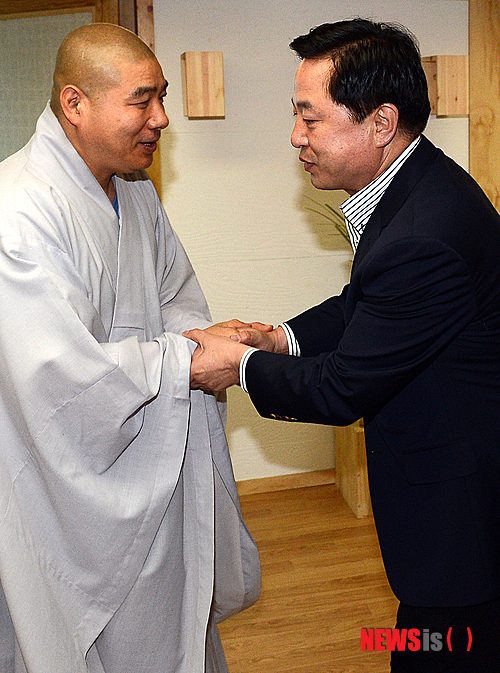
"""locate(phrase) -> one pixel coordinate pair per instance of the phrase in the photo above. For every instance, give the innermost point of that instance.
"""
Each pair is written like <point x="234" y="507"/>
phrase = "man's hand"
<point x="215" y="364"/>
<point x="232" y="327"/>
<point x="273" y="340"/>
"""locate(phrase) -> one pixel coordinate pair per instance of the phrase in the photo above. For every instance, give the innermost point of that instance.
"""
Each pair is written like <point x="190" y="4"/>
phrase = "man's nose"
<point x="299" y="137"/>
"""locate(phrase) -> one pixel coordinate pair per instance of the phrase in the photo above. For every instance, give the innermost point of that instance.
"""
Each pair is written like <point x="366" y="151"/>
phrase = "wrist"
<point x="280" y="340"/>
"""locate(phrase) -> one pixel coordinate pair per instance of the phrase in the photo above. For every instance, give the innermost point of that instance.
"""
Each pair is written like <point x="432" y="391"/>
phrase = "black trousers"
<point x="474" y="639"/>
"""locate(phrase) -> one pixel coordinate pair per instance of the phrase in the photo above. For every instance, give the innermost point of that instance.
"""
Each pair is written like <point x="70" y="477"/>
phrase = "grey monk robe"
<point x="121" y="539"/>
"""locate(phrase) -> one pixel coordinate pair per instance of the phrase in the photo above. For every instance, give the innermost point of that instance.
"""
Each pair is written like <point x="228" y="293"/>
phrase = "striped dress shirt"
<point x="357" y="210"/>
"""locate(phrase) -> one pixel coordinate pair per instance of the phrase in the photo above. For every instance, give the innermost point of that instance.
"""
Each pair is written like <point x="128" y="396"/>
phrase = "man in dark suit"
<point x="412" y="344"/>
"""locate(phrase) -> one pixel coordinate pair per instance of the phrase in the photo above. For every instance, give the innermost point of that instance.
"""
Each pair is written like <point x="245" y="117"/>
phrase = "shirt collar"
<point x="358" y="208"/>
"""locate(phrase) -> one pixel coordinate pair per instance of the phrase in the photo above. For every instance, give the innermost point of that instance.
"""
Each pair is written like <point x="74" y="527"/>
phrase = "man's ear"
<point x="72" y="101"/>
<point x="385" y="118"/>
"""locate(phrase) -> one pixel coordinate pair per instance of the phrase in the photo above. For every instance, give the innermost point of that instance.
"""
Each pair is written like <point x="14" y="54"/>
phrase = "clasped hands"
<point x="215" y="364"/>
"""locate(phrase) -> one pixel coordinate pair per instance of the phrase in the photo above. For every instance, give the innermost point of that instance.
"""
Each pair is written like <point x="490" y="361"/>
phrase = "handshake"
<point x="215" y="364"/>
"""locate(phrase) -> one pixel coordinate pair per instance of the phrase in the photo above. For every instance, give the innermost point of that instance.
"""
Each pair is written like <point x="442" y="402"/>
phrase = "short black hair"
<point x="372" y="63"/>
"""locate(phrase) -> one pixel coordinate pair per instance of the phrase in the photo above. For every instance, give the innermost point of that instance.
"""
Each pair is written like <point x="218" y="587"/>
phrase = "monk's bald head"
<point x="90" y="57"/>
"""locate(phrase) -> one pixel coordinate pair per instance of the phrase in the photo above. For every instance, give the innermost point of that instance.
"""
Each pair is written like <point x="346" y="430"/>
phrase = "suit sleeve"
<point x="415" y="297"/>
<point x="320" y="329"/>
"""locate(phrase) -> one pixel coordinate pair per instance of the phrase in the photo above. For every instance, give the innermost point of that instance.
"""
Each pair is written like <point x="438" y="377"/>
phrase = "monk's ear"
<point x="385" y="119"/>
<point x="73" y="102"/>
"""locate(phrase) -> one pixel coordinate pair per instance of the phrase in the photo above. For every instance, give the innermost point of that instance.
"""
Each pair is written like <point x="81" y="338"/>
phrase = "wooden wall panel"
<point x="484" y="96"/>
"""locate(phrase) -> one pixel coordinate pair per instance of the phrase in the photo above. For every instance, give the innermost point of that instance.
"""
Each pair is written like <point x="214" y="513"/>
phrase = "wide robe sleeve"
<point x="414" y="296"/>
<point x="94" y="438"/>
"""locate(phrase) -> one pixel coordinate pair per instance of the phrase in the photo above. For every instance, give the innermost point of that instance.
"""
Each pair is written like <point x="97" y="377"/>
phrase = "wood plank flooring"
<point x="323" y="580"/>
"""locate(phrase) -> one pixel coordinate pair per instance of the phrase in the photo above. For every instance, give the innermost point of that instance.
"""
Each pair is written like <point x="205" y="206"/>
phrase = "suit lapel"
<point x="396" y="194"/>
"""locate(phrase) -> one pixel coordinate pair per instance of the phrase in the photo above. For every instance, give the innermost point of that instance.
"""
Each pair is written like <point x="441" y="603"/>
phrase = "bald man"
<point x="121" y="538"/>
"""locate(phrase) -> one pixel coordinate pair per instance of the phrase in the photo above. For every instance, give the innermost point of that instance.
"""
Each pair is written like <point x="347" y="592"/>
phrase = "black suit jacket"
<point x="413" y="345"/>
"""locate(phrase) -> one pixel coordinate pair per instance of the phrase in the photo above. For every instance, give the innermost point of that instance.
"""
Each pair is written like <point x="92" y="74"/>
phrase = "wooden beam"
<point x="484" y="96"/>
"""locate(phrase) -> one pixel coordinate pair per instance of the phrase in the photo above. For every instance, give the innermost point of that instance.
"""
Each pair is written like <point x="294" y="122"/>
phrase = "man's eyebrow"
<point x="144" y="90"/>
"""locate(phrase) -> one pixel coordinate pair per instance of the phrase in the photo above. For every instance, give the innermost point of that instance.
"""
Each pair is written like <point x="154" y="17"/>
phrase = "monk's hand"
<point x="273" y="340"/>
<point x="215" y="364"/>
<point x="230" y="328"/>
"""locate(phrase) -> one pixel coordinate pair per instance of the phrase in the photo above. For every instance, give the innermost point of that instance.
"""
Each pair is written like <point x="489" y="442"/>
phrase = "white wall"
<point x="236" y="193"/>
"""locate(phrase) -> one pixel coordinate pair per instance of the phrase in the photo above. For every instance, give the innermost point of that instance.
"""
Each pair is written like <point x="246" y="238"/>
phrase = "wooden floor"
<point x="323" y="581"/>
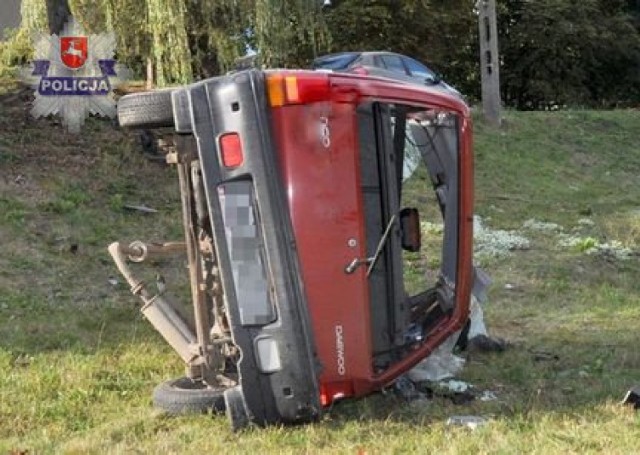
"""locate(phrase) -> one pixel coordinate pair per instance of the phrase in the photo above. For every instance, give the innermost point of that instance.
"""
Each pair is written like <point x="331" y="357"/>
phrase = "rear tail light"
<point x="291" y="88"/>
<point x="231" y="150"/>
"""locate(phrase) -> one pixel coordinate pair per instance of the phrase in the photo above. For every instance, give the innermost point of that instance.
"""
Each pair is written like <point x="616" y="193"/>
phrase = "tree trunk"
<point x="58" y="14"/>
■ ■ ■
Given exercise:
List every line in the records above that contains the word "black".

Answer for this exercise:
phrase = "black trousers"
phrase = "short black hair"
phrase = "black suit jacket"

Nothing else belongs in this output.